Problem details – Working from the listing below, pick each line containing the word "this" and copy it.

===============

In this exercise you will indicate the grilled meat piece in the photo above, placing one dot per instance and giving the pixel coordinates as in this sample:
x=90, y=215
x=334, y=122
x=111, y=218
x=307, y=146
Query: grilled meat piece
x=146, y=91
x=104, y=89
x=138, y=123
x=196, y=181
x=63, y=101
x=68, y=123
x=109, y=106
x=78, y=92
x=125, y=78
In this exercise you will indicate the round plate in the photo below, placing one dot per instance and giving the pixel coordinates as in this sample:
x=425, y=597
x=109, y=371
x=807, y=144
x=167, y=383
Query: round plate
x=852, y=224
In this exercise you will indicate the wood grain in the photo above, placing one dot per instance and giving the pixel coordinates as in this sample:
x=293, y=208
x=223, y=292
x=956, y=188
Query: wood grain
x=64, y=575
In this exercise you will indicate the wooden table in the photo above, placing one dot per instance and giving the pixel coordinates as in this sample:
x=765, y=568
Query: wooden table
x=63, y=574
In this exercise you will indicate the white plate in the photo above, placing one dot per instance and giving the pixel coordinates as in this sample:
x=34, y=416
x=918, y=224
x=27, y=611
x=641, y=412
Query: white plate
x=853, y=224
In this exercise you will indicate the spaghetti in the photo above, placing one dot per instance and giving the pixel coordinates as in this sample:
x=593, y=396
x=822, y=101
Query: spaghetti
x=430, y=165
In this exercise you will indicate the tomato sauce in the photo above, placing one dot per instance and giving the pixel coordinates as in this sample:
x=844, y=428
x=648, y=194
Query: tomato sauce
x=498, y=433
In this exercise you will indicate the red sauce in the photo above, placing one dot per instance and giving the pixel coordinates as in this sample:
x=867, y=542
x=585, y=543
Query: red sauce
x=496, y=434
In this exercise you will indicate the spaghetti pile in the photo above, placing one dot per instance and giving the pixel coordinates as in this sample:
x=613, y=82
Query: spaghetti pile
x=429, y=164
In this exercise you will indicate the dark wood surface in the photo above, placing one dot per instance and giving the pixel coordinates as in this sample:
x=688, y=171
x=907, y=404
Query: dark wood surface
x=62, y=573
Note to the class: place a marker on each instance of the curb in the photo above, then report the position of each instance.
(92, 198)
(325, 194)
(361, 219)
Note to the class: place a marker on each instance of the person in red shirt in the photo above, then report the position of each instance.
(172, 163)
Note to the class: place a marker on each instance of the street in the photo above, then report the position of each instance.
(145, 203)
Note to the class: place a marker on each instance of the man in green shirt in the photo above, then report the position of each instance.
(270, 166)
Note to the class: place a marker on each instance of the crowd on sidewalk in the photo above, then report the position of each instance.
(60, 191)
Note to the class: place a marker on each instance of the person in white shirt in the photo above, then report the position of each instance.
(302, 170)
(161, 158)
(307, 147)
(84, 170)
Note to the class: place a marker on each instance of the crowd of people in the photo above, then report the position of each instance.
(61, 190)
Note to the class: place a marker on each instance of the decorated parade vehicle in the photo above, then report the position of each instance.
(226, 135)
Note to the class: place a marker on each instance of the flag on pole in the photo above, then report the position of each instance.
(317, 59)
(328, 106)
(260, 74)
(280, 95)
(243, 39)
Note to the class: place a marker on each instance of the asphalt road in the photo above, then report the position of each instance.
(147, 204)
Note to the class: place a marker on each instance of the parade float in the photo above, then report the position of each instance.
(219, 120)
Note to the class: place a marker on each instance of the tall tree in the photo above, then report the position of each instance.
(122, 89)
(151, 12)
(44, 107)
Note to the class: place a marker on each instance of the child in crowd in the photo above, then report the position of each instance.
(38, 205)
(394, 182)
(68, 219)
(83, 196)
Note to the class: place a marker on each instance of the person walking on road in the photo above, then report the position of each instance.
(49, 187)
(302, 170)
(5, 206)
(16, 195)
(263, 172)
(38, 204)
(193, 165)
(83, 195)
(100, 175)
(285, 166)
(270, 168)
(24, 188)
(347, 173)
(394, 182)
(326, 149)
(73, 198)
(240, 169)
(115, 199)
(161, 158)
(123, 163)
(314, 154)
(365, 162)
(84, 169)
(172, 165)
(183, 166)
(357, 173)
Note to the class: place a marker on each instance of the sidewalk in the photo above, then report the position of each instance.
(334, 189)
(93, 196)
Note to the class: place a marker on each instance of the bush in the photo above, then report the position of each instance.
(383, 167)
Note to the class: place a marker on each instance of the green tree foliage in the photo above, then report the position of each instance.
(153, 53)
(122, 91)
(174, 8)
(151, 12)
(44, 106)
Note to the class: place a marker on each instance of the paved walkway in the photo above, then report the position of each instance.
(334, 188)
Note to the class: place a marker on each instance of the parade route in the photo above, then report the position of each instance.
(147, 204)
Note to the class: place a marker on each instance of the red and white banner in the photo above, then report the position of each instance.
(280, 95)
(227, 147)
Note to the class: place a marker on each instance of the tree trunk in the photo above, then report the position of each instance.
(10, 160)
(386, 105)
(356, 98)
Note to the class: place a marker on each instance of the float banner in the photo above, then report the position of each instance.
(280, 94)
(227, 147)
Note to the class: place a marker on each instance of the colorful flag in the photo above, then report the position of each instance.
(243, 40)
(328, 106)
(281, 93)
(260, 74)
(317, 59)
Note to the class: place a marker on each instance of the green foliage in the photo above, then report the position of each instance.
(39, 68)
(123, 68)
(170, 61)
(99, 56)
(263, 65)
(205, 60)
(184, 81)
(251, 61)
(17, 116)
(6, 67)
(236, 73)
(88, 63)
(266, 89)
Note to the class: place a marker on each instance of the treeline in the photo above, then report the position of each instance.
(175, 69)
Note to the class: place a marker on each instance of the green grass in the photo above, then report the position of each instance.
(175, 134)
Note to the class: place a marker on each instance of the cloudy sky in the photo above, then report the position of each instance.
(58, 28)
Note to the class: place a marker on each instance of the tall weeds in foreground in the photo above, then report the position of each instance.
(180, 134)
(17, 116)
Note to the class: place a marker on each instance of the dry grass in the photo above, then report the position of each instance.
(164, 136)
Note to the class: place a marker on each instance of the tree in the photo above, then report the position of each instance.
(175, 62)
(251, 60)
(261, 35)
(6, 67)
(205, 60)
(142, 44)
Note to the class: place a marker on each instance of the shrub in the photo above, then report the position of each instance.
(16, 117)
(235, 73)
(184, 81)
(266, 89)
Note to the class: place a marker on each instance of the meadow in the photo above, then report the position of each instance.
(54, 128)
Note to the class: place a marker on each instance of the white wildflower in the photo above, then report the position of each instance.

===============

Written response –
In this exercise you will indicate the grilled meat piece in the photo above, placing one dot per instance and giving the pixel coordinates as in this sample:
In this exercise you will indicate the round plate in the photo below, placing one dot per instance and giving the pixel coordinates as in this sample:
In this exercise you will indicate the wood grain in the photo above, placing one dot per instance and giving the pixel coordinates as in this sample:
In this exercise you will indicate the wooden table in the photo above, placing one dot per instance and giving the pixel coordinates as in this sample:
In this exercise you will indicate the white plate in the photo above, placing one dot per instance and giving the pixel coordinates as in this sample:
In this exercise you will indicate the spaghetti in the photo above, placing one dot per instance and giving the pixel coordinates as in this sample:
In this exercise you will indicate the tomato sauce in the photo above, placing one dot per instance and giving the pixel coordinates as in this sample:
In this exercise you will indicate the red sauce in the photo above, placing one dot per instance and giving the pixel coordinates as in this sample:
In this exercise you will indicate the spaghetti pile in the photo above, placing one dot per instance and giving the pixel coordinates as in this sample:
In this exercise you will indicate the dark wood surface in the photo above, placing one dot per instance and giving the pixel coordinates as in this sample:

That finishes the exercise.